▶ **PROBLEM**
Pick out every line in the listing below that contains the word "white" and copy each of those lines. Case counts.
>> Begin RECORDS TO USE
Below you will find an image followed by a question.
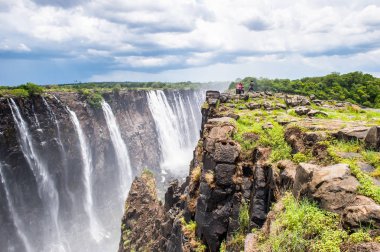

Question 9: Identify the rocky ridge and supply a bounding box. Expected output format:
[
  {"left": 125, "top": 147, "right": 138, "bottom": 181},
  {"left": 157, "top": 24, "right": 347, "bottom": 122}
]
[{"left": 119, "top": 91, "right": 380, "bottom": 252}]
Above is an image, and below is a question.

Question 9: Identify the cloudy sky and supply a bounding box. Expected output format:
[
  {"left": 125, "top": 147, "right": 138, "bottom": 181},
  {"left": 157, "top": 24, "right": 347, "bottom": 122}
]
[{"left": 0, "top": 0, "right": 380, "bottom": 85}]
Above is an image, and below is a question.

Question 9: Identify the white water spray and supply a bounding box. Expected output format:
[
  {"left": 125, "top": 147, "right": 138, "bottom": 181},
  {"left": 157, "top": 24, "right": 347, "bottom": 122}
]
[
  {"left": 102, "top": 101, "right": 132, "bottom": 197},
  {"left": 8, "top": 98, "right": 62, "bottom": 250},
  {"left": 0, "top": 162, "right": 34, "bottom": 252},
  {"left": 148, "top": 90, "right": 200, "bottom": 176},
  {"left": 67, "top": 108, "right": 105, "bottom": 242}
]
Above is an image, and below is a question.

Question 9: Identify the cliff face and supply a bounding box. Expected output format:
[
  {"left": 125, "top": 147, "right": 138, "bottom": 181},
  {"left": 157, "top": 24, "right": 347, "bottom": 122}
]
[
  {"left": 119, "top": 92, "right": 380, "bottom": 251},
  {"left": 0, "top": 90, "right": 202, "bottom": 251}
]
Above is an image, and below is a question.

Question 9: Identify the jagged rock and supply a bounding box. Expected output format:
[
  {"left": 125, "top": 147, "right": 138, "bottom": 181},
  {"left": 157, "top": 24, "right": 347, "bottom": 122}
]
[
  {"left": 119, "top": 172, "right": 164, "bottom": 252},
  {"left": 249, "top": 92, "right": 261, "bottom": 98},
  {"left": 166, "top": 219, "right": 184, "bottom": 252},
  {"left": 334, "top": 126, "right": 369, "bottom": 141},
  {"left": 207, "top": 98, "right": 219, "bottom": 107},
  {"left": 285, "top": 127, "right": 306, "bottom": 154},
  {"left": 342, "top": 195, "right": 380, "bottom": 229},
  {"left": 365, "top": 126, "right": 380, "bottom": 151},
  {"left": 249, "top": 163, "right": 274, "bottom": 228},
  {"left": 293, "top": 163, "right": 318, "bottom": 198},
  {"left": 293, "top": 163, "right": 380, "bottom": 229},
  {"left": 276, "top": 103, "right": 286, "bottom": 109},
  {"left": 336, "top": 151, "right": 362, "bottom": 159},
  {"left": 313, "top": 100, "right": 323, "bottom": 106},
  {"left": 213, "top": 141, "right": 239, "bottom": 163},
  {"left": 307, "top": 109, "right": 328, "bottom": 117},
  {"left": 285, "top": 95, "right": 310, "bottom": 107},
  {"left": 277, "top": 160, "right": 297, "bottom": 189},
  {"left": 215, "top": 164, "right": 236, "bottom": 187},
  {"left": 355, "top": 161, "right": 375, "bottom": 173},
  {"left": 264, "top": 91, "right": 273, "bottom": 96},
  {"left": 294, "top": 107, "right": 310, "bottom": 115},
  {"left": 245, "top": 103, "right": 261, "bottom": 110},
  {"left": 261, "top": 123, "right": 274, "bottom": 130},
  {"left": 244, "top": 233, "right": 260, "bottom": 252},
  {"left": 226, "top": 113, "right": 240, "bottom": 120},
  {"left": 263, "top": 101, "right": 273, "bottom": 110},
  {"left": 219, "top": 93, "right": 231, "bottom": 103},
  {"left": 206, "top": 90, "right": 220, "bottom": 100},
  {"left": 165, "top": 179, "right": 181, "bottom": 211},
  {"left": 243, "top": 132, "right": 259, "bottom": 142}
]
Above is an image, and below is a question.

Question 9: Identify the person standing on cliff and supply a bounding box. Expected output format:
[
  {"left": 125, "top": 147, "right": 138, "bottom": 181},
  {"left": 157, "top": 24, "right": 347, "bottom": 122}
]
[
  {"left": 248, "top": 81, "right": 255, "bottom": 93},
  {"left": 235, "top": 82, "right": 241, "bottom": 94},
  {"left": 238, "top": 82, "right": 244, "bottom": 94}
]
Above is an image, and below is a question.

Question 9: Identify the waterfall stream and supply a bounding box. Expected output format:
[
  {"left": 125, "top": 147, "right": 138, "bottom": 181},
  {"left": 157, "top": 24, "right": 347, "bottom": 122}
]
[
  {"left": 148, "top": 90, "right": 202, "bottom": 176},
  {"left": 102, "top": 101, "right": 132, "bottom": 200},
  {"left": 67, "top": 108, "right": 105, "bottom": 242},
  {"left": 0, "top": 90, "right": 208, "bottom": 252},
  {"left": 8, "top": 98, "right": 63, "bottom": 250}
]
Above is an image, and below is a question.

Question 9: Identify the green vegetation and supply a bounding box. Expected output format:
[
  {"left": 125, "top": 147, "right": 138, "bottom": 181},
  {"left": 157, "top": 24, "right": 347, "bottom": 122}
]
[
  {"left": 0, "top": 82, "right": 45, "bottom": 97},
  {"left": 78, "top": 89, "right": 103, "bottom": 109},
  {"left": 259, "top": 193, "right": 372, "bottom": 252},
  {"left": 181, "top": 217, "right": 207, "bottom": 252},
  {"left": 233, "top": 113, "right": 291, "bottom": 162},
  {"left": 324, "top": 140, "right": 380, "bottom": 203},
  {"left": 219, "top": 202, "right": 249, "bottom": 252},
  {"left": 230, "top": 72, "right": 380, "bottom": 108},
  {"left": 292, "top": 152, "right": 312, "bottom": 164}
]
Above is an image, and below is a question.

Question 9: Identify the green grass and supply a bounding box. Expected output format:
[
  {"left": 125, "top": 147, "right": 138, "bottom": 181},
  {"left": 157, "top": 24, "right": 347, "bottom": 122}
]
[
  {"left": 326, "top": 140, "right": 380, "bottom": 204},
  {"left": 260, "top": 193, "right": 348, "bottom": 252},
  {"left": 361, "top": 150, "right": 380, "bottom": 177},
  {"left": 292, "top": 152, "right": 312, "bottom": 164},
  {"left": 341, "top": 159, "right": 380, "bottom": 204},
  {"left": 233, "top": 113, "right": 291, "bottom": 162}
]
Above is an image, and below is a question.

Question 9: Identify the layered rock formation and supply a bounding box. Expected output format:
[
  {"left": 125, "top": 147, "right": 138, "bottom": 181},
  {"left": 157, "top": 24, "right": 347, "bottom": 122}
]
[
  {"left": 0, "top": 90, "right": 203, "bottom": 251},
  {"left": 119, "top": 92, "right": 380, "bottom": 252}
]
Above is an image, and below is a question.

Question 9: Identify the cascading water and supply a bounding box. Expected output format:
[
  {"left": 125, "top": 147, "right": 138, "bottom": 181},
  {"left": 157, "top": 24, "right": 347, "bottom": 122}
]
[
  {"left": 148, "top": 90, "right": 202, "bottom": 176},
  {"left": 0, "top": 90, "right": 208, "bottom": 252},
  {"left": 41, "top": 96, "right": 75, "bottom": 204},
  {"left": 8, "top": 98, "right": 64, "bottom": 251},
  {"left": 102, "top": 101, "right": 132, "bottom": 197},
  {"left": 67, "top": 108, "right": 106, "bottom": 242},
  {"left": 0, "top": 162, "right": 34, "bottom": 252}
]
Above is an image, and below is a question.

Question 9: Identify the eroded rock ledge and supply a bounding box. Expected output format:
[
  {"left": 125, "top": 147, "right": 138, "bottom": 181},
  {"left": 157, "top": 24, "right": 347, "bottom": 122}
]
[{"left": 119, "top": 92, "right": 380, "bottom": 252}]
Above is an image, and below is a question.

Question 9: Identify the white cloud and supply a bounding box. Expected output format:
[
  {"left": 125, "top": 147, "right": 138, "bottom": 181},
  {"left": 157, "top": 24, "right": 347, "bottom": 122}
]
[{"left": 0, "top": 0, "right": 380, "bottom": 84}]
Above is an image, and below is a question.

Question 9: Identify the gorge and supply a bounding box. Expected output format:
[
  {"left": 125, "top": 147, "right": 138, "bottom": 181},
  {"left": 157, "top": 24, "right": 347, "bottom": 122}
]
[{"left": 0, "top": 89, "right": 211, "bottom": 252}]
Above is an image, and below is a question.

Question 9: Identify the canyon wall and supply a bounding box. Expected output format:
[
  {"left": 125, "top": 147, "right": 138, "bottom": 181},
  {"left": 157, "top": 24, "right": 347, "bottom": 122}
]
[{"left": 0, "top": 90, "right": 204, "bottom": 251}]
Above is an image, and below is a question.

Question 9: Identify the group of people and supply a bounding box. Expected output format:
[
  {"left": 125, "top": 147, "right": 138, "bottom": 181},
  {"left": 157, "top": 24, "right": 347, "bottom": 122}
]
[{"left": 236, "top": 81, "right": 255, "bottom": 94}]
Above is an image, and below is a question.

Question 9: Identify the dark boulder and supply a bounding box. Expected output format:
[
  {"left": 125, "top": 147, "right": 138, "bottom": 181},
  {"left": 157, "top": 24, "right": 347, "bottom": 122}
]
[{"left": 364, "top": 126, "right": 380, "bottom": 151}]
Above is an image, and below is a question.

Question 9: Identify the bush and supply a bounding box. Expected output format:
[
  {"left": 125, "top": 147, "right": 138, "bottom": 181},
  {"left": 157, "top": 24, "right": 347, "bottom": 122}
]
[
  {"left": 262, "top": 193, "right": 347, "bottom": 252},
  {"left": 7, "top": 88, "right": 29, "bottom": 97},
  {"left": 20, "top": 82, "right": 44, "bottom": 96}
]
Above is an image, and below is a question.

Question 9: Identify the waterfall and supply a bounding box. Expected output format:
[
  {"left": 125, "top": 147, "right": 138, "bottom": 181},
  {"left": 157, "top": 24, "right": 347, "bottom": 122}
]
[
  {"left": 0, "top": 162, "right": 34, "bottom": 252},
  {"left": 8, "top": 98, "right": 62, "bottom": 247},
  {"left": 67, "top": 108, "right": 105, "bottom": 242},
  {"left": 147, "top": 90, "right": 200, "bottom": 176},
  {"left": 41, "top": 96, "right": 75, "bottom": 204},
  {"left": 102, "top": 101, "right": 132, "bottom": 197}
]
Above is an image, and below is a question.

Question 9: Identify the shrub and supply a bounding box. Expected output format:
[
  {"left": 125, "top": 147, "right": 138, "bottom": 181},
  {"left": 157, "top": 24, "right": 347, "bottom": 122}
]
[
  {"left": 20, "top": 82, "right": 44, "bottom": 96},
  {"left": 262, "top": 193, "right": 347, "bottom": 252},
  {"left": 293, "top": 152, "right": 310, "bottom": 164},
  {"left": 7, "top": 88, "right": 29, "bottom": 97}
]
>> End RECORDS TO USE
>> Begin RECORDS TO USE
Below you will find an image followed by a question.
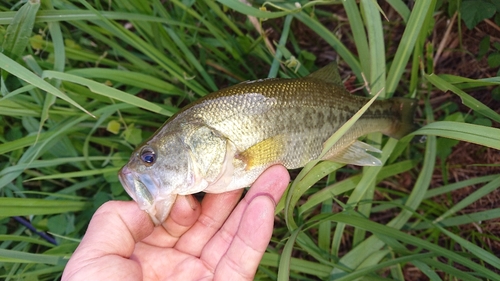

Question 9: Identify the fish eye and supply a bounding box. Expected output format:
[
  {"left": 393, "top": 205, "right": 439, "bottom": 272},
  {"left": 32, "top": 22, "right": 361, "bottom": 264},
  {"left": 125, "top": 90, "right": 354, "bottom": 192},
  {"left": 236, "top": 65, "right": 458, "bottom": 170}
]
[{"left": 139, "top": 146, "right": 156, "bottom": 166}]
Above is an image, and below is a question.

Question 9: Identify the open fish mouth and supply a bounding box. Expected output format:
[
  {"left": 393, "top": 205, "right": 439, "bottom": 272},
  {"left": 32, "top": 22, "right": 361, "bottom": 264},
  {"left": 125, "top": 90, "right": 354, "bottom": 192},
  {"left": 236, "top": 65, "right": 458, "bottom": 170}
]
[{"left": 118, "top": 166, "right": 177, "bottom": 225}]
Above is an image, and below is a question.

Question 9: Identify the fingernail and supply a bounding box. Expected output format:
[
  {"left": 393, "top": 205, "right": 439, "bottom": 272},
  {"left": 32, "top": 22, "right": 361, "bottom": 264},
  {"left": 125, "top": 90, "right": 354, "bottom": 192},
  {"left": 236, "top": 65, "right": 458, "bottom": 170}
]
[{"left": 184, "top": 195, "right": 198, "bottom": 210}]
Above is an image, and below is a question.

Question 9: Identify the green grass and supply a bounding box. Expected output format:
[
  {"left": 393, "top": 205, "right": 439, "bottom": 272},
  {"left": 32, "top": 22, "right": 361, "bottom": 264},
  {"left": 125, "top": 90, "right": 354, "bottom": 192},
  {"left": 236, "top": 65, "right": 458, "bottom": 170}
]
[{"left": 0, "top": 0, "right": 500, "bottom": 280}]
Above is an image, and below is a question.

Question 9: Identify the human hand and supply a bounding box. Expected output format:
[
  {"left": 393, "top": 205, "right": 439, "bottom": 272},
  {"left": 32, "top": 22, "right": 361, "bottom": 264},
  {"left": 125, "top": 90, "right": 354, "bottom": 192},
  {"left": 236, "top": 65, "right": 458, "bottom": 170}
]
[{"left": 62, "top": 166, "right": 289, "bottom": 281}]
>> End RECORDS TO USE
>> Begin RECORDS TO USE
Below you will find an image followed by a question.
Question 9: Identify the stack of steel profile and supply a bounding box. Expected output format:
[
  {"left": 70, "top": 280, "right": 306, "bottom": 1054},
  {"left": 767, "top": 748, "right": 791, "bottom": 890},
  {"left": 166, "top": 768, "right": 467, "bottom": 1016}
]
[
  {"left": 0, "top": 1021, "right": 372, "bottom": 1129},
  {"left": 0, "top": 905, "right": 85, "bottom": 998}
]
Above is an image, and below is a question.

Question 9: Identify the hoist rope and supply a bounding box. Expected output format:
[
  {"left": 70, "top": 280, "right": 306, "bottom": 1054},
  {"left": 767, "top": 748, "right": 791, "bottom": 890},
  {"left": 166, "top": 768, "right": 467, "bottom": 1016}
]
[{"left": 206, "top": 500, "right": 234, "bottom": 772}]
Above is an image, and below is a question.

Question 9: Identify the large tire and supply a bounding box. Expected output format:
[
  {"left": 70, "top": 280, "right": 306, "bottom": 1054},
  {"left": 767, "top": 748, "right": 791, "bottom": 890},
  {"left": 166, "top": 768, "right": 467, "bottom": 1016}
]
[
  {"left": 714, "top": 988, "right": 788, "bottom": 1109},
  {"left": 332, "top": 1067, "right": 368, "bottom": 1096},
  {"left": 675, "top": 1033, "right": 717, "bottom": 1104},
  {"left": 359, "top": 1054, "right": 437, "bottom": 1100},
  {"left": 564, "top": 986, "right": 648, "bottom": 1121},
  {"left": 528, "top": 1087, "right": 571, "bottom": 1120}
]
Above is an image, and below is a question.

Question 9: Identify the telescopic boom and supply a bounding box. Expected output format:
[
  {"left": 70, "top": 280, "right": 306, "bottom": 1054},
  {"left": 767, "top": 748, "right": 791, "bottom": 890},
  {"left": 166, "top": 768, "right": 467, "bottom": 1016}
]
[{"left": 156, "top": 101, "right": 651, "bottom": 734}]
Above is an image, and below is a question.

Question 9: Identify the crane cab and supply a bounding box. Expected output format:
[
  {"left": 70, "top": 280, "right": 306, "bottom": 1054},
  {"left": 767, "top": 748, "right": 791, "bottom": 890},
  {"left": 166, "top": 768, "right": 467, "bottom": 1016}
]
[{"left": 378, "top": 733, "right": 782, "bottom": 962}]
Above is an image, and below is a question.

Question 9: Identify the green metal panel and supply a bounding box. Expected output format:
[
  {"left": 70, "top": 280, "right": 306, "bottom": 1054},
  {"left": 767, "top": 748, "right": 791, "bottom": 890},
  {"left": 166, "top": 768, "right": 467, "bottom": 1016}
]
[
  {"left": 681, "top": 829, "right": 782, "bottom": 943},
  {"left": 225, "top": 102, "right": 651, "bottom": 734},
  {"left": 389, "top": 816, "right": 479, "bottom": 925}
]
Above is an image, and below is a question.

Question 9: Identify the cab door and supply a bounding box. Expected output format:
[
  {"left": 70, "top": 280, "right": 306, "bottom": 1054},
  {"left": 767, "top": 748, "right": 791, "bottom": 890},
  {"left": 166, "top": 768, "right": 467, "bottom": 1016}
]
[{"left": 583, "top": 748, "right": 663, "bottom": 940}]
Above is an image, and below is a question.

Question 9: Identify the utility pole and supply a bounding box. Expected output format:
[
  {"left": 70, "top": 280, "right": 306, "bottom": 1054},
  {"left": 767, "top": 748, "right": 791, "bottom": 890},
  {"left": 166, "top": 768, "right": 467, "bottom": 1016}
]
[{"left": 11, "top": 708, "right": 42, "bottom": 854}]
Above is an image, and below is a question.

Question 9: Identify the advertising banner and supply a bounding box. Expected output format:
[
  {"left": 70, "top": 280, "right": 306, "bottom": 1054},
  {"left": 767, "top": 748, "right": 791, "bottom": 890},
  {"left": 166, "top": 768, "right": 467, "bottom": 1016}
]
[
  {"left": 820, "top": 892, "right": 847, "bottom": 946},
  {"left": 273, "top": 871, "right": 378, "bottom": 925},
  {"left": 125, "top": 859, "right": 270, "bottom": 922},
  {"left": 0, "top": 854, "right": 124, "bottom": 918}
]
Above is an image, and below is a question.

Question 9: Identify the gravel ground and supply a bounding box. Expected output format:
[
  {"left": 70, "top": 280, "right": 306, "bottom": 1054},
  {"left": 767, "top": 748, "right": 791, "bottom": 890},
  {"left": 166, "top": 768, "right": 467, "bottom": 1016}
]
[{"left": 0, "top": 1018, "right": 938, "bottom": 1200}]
>> End RECORDS TO USE
▶ **OUTPUT OF THE EXERCISE**
Question 9: Identify the white water spray and supply a bounding box. Expected output format:
Question 9: Identify the white cloud and supply a bounding box. Expected output format:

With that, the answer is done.